====== Extrait fourni ======
C'est un grand honneur pour moi d'être accueilli par votre Commission, que je connais bien et dont j'ai toujours apprécié les travaux. Chacun sait par ailleurs l'amitié qui me lie à vous, monsieur le président.
La présidence de l'Union européenne est une question qui mérite d'être abordée avec une grande lucidité et d'une façon aussi équilibrée que possible. Il ne me semble pas qu'il y ait des motifs d'insatisfaction à l'issue de la présidence française que nous venons de vivre ; il existe en revanche des sujets d'inquiétude : on peut notamment se demander si l'Union parviendra à conserver son esprit d'initiative face aux difficultés actuelles, qui proviennent aussi bien de l'Europe elle-même que du reste du monde. Pour cela, il faudra non seulement faire preuve de sens politique, mais aussi disposer des moyens institutionnels nécessaires.
Notre pays venant d'exercer une grande présidence de l'Union, certains en ont déduit que l'année 2009 ne serait pas aussi marquante au plan européen. Or je suis personnellement d'un avis opposé. J'ajoute que je n'ai guère été surpris par la réussite française, car nous avions un Président de la République très actif, ainsi qu'un Gouvernement très mobilisé, qui a réalisé une préparation très en amont et très poussée au plan technique, préparation que j'ai eu l'occasion de suivre de près lorsque j'exerçais mes fonctions à Matignon. Bernard Kouchner s'est beaucoup investi dans cette question, et nous avons pu nous appuyer sur un représentant permanent auprès de l'Union européenne tout au fait exceptionnel en la personne de M. Pierre Sellal.
====== Données fournies ======
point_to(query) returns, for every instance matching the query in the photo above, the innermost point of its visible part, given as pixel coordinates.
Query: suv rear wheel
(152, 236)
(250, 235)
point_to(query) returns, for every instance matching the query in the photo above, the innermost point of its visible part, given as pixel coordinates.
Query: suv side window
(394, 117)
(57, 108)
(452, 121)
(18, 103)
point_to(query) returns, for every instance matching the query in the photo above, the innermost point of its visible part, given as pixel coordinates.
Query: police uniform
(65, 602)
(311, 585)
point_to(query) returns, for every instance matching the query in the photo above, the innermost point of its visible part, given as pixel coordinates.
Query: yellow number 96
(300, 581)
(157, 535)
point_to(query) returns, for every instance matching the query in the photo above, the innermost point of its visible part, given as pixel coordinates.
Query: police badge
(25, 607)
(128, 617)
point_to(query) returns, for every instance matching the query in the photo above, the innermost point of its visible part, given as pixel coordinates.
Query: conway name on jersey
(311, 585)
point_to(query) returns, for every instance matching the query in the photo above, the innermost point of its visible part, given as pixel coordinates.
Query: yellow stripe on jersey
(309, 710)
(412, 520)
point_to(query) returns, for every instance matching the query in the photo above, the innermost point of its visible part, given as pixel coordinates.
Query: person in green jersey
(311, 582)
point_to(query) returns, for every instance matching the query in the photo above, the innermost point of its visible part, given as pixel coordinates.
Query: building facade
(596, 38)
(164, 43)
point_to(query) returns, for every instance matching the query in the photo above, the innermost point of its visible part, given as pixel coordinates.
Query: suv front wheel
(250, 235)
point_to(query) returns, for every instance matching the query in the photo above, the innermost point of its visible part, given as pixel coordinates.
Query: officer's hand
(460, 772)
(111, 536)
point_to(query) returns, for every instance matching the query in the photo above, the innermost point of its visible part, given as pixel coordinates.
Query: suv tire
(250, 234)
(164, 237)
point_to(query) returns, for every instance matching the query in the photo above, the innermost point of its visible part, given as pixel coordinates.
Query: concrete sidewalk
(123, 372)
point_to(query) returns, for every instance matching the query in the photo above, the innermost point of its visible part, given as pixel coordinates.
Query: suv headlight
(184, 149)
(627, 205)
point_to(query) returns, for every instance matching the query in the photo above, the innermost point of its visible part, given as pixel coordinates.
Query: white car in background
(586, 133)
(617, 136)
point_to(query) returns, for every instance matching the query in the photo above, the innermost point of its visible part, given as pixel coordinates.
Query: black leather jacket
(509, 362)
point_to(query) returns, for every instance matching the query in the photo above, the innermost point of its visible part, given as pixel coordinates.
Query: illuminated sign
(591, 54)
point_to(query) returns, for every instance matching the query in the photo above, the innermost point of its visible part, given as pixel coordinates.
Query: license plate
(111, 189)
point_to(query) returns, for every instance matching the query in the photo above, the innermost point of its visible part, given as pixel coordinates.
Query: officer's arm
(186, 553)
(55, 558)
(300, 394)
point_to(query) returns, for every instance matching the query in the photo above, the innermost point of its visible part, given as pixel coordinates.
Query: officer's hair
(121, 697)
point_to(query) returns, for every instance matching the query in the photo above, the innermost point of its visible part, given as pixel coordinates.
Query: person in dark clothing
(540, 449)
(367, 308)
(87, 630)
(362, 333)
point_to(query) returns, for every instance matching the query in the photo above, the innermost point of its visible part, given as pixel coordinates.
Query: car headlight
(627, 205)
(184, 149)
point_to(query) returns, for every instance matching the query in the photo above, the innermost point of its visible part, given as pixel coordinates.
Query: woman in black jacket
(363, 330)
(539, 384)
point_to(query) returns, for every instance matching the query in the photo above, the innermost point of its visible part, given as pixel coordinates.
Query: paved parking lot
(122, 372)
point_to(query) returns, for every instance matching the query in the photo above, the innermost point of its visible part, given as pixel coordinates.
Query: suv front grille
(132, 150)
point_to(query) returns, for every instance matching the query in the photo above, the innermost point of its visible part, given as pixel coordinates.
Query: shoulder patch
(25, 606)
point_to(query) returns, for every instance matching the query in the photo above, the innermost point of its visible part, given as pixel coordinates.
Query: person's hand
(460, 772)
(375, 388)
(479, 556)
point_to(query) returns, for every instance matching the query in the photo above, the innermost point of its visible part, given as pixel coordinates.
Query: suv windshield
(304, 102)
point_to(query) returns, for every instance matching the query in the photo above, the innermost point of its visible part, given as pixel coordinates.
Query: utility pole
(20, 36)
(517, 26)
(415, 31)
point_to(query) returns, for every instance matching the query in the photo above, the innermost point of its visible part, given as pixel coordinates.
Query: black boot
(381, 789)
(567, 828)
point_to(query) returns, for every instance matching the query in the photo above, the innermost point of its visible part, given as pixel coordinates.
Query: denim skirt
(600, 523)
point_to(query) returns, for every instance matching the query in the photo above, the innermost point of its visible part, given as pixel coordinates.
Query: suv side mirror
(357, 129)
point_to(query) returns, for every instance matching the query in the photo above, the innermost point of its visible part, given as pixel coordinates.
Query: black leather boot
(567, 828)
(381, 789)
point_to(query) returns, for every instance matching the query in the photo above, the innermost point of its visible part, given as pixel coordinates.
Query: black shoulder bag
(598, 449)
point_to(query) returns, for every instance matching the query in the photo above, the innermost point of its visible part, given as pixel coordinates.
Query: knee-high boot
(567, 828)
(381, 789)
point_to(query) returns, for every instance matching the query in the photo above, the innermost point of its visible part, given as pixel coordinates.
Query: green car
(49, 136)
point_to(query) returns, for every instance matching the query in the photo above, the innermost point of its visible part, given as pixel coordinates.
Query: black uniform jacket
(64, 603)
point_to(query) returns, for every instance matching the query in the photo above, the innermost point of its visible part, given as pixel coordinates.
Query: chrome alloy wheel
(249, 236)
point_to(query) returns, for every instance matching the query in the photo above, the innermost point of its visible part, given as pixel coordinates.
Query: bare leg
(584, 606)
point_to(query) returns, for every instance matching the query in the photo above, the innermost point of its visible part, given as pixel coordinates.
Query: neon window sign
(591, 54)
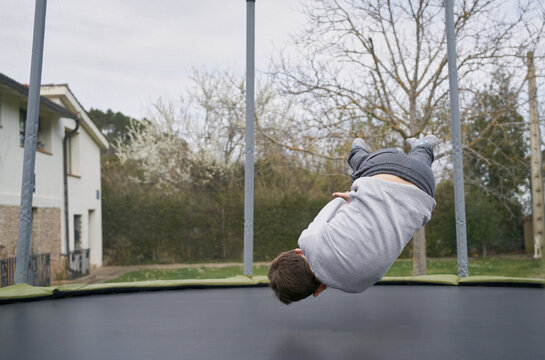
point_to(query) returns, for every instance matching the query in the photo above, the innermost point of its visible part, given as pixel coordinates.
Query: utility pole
(24, 237)
(535, 160)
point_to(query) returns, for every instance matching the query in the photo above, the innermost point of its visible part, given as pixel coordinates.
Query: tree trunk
(419, 252)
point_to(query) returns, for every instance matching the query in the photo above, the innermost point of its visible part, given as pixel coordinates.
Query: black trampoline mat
(385, 322)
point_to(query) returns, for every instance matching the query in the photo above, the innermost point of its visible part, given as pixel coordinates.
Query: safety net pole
(459, 200)
(249, 166)
(24, 240)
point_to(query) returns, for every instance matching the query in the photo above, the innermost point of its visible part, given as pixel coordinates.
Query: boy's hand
(342, 195)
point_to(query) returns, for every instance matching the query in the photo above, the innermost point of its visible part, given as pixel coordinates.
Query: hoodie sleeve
(314, 230)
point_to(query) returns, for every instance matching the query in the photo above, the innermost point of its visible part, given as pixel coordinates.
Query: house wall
(82, 194)
(48, 222)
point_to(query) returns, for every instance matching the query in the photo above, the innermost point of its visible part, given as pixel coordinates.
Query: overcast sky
(124, 54)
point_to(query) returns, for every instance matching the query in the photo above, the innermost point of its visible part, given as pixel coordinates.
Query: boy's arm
(322, 218)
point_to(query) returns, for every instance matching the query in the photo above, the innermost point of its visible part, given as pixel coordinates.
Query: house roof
(13, 86)
(63, 94)
(60, 100)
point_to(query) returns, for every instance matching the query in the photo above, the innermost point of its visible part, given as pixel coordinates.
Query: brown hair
(291, 278)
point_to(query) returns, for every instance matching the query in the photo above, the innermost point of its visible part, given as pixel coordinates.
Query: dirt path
(106, 273)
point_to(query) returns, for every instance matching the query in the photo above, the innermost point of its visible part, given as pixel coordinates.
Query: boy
(356, 237)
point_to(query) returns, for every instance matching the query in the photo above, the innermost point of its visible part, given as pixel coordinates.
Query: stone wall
(46, 234)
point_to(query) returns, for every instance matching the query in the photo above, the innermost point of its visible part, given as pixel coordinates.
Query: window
(42, 141)
(77, 232)
(72, 154)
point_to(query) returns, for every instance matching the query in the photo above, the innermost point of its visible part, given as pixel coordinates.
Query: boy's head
(291, 278)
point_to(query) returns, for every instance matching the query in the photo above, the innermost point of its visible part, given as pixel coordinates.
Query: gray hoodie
(351, 245)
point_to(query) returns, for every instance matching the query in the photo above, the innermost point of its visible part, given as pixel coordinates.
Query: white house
(55, 226)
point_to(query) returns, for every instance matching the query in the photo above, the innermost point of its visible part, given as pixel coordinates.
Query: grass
(187, 273)
(495, 266)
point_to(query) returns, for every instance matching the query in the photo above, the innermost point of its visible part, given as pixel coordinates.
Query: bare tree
(201, 135)
(378, 69)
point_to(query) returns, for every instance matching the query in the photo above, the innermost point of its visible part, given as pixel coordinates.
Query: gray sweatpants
(414, 167)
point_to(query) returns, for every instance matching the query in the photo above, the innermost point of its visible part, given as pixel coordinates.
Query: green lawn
(497, 266)
(193, 273)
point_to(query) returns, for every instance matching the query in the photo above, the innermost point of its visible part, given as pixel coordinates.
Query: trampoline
(385, 322)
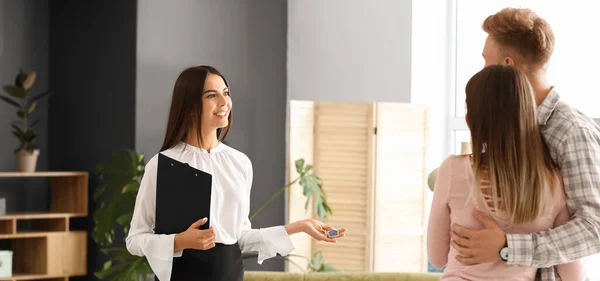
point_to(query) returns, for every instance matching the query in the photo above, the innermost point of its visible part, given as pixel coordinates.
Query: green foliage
(121, 179)
(312, 189)
(318, 265)
(18, 96)
(115, 198)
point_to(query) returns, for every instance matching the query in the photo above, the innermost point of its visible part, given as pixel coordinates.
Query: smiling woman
(178, 243)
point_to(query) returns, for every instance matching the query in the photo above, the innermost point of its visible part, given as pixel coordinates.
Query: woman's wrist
(295, 227)
(177, 243)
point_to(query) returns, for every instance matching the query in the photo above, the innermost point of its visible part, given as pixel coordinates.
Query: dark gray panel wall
(23, 44)
(246, 40)
(92, 61)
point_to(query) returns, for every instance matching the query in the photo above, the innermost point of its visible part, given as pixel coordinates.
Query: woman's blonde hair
(511, 162)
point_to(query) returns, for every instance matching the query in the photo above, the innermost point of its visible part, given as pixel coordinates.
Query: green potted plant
(24, 128)
(116, 198)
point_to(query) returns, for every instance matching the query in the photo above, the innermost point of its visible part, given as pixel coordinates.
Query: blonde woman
(509, 175)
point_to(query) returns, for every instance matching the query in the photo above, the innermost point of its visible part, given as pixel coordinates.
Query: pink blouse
(450, 205)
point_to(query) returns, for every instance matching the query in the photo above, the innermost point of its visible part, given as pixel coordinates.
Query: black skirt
(221, 263)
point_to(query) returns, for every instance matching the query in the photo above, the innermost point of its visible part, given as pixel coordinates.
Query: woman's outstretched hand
(316, 229)
(319, 231)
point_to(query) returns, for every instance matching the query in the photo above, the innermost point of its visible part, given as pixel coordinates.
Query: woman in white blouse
(199, 119)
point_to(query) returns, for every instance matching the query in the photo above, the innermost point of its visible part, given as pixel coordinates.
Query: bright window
(573, 66)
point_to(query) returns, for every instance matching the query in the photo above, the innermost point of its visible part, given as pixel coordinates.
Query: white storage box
(5, 263)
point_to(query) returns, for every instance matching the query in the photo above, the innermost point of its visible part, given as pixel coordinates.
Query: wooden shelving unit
(49, 250)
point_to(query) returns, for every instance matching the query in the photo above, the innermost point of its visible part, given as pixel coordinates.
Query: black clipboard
(182, 196)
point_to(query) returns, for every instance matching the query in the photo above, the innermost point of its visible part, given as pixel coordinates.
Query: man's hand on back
(478, 246)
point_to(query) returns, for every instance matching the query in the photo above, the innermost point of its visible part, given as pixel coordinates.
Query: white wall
(349, 50)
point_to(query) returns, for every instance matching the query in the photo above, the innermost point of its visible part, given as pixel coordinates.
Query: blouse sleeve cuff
(160, 256)
(275, 240)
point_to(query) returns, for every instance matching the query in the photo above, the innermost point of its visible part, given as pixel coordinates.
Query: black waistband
(220, 263)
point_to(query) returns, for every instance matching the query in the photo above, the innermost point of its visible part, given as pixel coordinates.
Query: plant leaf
(307, 168)
(21, 76)
(15, 91)
(299, 165)
(10, 101)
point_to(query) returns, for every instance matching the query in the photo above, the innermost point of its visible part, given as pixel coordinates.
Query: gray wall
(349, 50)
(92, 61)
(23, 44)
(246, 40)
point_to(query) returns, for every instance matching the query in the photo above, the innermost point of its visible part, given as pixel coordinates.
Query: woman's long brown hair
(186, 106)
(510, 158)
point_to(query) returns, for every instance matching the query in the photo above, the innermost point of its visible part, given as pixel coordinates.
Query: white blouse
(230, 208)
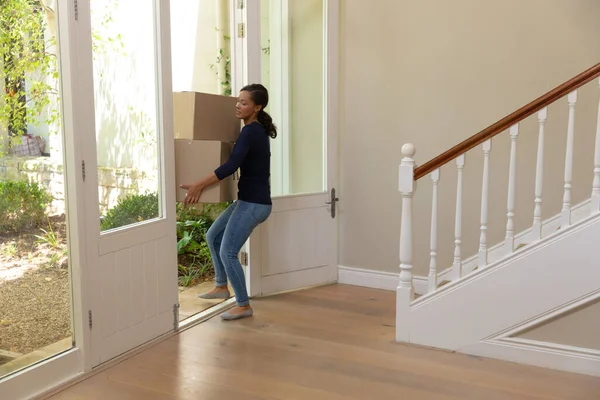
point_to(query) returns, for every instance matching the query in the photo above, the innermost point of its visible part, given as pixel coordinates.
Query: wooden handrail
(508, 121)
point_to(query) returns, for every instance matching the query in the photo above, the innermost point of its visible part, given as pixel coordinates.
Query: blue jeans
(226, 237)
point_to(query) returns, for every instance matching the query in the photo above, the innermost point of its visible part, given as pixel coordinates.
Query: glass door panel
(293, 69)
(126, 93)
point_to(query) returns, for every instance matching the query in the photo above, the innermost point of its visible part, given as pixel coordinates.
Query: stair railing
(409, 174)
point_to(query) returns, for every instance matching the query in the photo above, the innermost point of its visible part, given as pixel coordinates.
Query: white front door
(291, 48)
(129, 174)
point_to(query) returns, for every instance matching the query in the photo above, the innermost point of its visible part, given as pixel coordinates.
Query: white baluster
(457, 265)
(566, 209)
(405, 290)
(536, 233)
(596, 184)
(432, 279)
(485, 194)
(512, 183)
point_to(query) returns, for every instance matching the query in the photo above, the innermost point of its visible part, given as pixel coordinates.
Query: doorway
(35, 267)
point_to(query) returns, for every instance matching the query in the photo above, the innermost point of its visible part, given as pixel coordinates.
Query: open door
(291, 47)
(128, 173)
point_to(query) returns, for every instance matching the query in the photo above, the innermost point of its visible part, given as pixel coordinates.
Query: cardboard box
(194, 159)
(203, 116)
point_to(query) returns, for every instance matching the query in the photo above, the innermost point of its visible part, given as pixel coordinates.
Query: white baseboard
(541, 354)
(368, 278)
(380, 279)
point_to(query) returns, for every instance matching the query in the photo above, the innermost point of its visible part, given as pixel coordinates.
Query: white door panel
(134, 267)
(297, 246)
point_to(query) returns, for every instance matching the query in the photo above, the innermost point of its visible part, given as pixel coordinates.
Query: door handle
(332, 202)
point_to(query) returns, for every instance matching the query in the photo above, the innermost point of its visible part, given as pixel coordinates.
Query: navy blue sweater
(252, 155)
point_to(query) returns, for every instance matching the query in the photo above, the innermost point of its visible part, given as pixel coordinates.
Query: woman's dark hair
(260, 97)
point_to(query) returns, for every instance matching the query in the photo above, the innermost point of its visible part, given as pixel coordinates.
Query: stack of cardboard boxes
(206, 128)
======
• Consignes:
(1) Dans l'extrait sur la présidence de l'Union européenne, relevez tous ceux à qui est attribuée la réussite de la présidence française.
(2) D'après l'extrait, à quel endroit la personne qui parle exerçait-elle ses fonctions quand elle a suivi de près la préparation de la présidence française ?
(3) Prolongez l'extrait sur la présidence de l'Union européenne en reprenant après sa dernière phrase.
Les items n'ont aucun lien avec l'extrait sur la présidence de l'Union européenne.

• Réponses:
(1)
- un Président de la République très actif
- un Gouvernement très mobilisé
- Bernard Kouchner
- M. Pierre Sellal, représentant permanent auprès de l'Union européenne

(2) À Matignon.

(3)
La question est aujourd'hui de savoir si l'Union saura préserver cet élan en 2009. Pour que l'année qui s'ouvre soit également une grande année pour l'Europe, le premier défi à relever concerne nos institutions communes. Je pense en particulier à la ratification du traité de Lisbonne, objet de nombreuses incertitudes en raison du référendum qui devrait être organisé en Irlande cet automne, mais aussi de la situation politique en République tchèque.
Pour m'être récemment entretenu avec mon homologue, M. Alexandr Vondra, ainsi qu'avec le premier ministre, M. Mirek Topolanek, et le Président de la République, M. Vaklav Klaus, je peux vous dire que la ratification du traité de Lisbonne continue à faire débat en République tchèque. Alors qu'il paraissait acquis qu'elle aurait lieu en début d'année, le gouvernement de ce pays considère maintenant qu'il obtiendrait un beau résultat si elle était effective dès le printemps.
Or, je le répète : il s'agit d'une question essentielle. Si nous ne disposons pas des institutions permettant d'assurer une direction ferme de l'Union européenne, l'Europe politique que nous appelons de nos voeux, en compagnie d'autres peuples, ne pourra pas voir le jour. J'y reviendrai plus tard si vous le souhaitez.
Un deuxième sujet de préoccupation concerne la capacité de l'Union à apporter, en temps utile, des réponses à la crise économique et financière qui est en train de balayer toutes nos certitudes. Alors que tous les constructeurs français et européens assistent aujourd'hui aux Etats généraux de l'automobile, organisés à Bercy par Luc Chatel et Christine Lagarde, on voit bien que les institutions européennes ne sont pas, pour le moment, en mesure de réagir rapidement à la crise actuelle, bien qu'elle détruise de l'emploi et menace des sites industriels.
Pour y faire face, nous devrons instaurer des mesures rapides, puissantes et coordonnées. Je m'y emploie à la faveur des déplacements que j'ai déjà entrepris auprès de la Commission européenne et des États-membres de l'Union les plus concernés, mais je constate que l'Europe ne dispose pas encore des moyens nécessaires pour réagir rapidement et vigoureusement.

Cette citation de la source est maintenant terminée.